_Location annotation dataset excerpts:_
----
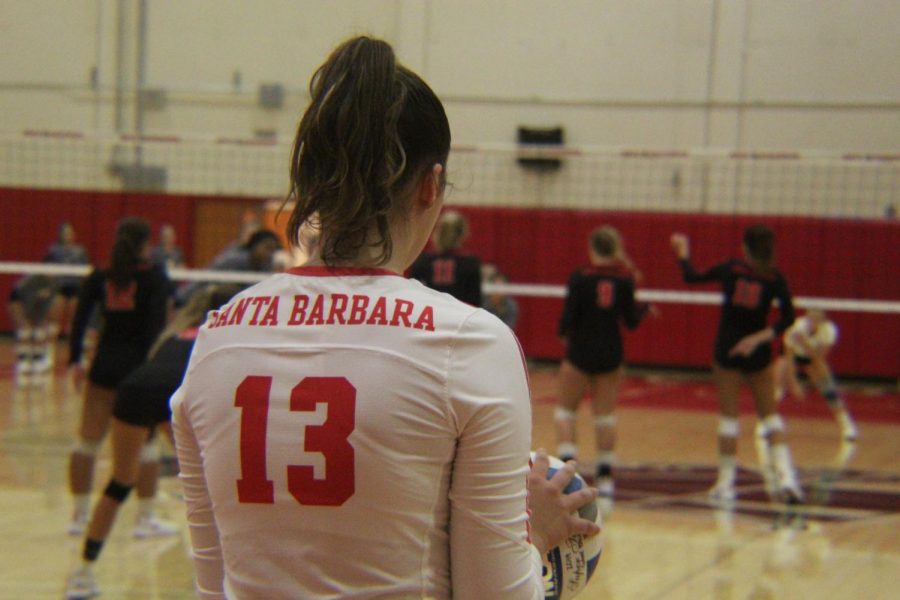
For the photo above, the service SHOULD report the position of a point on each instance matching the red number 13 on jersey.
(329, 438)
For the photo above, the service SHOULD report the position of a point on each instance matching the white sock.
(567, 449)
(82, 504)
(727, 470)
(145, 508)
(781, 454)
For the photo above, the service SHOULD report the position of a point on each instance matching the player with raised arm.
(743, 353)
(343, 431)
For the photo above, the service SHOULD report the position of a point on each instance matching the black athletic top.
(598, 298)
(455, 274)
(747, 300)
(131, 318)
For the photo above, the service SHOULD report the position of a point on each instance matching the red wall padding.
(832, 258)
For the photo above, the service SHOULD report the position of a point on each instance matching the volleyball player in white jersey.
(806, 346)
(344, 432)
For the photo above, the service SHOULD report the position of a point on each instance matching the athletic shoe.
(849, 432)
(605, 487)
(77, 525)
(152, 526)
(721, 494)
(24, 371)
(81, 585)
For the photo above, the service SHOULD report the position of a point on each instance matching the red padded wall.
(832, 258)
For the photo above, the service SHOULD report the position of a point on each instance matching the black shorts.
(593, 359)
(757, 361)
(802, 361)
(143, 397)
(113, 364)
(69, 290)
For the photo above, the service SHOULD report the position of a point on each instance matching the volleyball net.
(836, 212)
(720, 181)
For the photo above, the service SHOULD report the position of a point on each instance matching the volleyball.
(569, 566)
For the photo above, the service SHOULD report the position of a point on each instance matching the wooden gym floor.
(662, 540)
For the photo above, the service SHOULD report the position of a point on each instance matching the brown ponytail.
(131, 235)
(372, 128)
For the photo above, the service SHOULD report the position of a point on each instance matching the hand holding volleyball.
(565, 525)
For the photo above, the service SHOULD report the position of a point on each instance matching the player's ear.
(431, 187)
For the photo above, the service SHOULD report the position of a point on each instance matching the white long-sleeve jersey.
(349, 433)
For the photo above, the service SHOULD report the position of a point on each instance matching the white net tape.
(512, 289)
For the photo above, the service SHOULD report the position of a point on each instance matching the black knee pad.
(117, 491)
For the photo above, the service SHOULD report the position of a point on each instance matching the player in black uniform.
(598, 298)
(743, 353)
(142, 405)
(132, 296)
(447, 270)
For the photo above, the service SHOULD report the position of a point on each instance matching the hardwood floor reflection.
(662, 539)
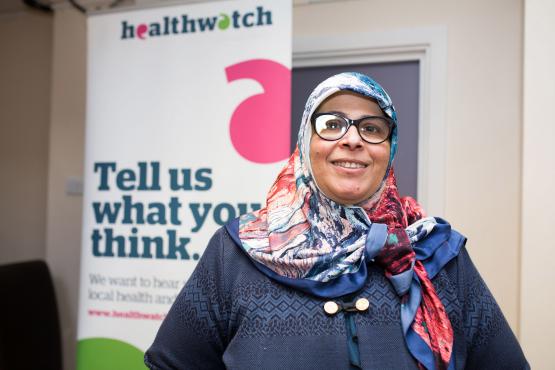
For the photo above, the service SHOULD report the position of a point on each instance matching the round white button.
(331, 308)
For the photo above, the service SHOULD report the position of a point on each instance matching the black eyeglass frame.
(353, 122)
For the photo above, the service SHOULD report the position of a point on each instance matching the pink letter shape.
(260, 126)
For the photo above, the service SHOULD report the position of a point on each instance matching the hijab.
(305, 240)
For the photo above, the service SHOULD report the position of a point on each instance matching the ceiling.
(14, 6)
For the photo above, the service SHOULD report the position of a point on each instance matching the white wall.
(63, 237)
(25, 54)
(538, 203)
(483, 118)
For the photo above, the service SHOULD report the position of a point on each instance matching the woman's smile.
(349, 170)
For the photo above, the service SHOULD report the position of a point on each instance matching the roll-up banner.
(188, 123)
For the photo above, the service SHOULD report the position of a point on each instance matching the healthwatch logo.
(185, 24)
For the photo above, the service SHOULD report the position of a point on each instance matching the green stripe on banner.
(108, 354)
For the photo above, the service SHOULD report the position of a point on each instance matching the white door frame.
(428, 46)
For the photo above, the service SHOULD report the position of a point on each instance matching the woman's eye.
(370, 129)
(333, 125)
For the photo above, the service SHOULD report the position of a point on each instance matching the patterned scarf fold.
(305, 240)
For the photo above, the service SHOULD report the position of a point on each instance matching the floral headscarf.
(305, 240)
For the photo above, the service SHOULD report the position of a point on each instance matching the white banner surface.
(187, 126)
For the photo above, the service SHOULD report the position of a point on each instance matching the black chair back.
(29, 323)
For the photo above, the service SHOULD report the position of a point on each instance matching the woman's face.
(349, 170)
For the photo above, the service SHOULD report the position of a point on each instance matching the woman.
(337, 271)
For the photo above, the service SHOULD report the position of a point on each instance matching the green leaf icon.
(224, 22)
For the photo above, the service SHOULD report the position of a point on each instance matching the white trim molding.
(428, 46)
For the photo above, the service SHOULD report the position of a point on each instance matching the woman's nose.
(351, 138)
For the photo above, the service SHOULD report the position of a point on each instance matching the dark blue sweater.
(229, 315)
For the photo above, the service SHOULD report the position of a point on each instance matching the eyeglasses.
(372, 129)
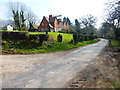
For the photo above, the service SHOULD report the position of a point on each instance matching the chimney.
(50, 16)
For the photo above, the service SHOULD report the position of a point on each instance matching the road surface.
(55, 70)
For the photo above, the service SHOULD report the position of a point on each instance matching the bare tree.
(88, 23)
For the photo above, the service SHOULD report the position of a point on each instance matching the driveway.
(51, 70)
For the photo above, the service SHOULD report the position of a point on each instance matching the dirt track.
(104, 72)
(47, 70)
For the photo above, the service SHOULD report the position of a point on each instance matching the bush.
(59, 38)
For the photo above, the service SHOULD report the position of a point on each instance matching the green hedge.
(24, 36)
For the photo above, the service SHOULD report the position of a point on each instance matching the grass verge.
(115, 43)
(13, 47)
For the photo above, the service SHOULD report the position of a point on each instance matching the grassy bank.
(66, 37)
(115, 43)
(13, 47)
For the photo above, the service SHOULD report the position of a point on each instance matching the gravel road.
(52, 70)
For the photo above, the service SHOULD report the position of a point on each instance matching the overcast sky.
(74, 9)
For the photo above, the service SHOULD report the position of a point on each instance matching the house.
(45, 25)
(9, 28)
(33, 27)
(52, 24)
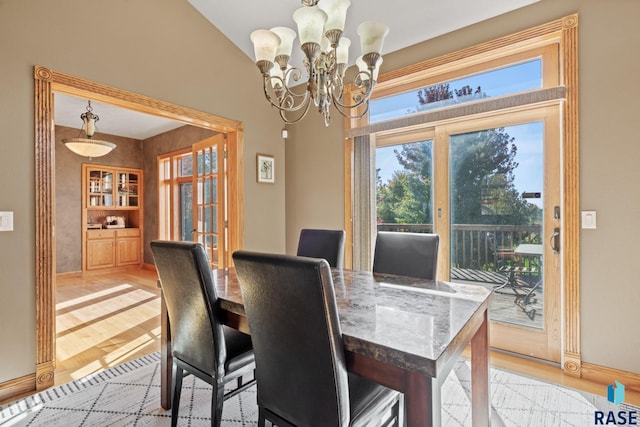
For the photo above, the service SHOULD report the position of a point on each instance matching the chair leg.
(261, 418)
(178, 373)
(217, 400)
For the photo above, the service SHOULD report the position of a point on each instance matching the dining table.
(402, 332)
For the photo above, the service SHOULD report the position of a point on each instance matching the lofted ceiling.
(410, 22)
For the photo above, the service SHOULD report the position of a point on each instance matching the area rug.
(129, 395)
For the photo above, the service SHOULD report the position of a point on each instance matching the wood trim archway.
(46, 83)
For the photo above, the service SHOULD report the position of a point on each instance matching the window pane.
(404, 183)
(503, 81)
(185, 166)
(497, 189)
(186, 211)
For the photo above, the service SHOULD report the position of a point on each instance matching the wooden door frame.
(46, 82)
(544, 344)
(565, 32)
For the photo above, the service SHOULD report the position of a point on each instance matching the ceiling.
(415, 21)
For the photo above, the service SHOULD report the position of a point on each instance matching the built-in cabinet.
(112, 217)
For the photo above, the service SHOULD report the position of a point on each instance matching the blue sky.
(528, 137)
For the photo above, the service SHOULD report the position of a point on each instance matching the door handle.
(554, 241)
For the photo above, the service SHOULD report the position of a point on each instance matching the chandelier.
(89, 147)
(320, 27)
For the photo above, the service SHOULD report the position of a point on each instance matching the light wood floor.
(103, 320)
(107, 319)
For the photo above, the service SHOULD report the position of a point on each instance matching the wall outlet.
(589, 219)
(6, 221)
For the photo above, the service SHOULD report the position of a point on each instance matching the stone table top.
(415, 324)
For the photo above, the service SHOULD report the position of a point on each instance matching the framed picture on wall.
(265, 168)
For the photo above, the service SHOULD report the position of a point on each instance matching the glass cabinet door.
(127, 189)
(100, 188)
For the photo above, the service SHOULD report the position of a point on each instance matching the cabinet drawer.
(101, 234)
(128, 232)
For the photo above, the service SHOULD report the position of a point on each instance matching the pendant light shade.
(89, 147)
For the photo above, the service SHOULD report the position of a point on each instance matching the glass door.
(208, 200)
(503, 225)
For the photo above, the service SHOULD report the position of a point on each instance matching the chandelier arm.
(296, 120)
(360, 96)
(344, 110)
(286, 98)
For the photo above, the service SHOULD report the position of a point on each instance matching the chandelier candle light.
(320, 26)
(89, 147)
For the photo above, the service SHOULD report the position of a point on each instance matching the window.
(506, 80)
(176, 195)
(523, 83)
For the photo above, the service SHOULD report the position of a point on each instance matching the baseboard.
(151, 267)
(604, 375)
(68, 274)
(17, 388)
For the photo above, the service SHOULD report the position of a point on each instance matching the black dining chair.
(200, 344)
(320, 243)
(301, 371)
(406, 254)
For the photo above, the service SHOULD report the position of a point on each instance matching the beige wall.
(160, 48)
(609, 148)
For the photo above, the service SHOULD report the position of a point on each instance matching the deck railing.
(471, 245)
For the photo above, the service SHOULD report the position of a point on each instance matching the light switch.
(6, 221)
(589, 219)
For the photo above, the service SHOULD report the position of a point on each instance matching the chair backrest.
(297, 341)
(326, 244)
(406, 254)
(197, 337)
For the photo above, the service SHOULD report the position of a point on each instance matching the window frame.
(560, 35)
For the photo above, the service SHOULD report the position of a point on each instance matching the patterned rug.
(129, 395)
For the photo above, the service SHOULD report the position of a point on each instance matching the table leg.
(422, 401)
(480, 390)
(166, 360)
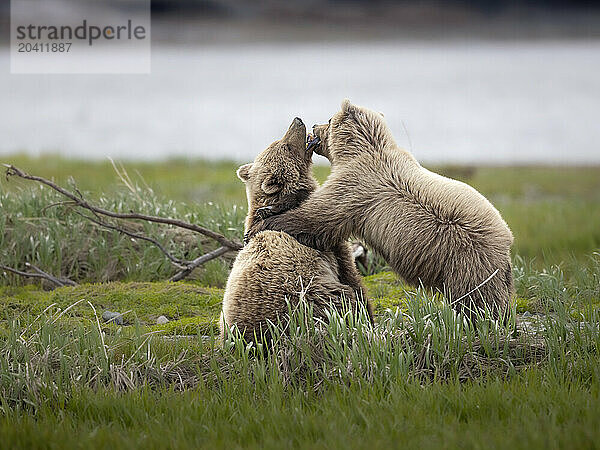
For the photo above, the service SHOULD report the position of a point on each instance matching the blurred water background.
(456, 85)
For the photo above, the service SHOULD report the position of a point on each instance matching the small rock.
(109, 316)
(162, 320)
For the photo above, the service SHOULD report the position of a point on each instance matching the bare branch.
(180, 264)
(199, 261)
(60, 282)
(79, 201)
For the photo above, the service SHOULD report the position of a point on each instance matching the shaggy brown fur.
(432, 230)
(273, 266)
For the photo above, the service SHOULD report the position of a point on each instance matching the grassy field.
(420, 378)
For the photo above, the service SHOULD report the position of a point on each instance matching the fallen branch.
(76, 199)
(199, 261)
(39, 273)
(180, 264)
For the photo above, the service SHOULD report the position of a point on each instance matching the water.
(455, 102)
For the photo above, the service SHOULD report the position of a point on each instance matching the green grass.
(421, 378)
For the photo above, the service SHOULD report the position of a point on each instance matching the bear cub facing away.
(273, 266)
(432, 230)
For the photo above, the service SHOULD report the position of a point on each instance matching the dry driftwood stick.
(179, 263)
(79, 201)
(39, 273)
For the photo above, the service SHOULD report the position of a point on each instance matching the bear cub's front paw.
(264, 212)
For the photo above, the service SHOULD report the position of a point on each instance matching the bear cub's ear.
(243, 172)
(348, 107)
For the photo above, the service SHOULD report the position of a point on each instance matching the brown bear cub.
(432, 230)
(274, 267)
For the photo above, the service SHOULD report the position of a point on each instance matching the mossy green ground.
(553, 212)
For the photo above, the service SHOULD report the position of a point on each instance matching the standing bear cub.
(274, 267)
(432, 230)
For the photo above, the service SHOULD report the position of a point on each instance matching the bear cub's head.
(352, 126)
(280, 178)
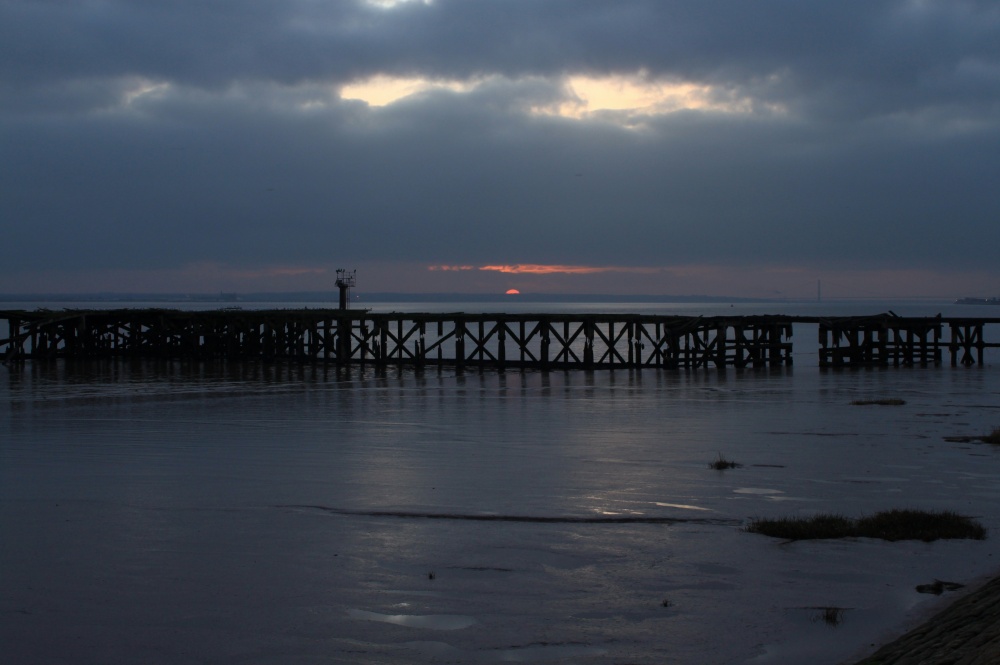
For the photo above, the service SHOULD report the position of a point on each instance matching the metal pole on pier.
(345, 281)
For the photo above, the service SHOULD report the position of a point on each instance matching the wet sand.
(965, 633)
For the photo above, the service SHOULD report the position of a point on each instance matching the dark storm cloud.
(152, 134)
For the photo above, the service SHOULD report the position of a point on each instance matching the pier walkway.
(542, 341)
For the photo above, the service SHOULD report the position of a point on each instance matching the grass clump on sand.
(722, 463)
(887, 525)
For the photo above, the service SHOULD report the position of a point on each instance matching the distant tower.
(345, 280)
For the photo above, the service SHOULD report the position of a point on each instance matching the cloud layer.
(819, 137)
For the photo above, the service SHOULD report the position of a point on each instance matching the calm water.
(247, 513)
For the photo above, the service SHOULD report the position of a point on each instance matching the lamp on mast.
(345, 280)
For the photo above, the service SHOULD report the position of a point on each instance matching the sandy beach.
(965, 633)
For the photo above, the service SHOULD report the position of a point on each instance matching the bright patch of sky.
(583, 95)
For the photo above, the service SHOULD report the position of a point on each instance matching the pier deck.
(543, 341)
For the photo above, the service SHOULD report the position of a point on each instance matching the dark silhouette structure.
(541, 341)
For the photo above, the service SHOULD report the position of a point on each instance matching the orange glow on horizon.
----
_PROBLEM REQUIREMENTS:_ Restate word for word, please, the line containing "mossy green ground." and all lines after it through the end of the material; the pictures do not belong in the copy.

_RESPONSE TO THE TASK:_
For the photo above, the service SHOULD report the position of a point on each instance matching the mossy green ground.
(553, 212)
For the photo above, the service SHOULD report the position of a point on each instance matching the standing bear cub.
(274, 267)
(432, 230)
For the photo above, the service SHOULD report the position of a point on each instance matching the bear cub's head.
(352, 126)
(280, 178)
For the photo above, the service SHOULD report the position of a point on each instance matching the metal pole on pier.
(345, 281)
For the photo above, the service SHOULD report the position of a point on each instance matching the wet sand.
(965, 633)
For the photo above, the service SHOULD report the position of a point on each instance matching the dark storm cloud.
(152, 134)
For the photo above, the service SHOULD report the position of a point on each instance matching the pier walkway.
(542, 341)
For the photo above, the service SHOULD report the position of a point on each instance matching the grass clump on sand.
(722, 463)
(887, 525)
For the photo above, the service SHOULD report the position of a point on each instance matching the distant tower.
(345, 280)
For the photo above, the service SHOULD report the position of a point on each instance matching the cloud layer.
(819, 137)
For the photo above, the service SHOULD report the position of a point on each instance matching the calm water.
(247, 513)
For the photo above, the service SHOULD report the position of a point on each instance matching the lamp on mast.
(345, 280)
For the photo above, the service SHOULD report the position of a point on each instance matching the sandy beach.
(965, 633)
For the photo above, the service SHOULD report the position of a point on each instance matching the bright patch of sky.
(583, 95)
For the photo above, the service SHOULD report the position of a point on each instance matching the pier deck.
(543, 341)
For the photo above, the service SHOULD report the position of a point on each instance matching the dark silhouette structure.
(541, 341)
For the photo above, the service SHOULD report the position of a point on each instance matching the orange glow on horizon.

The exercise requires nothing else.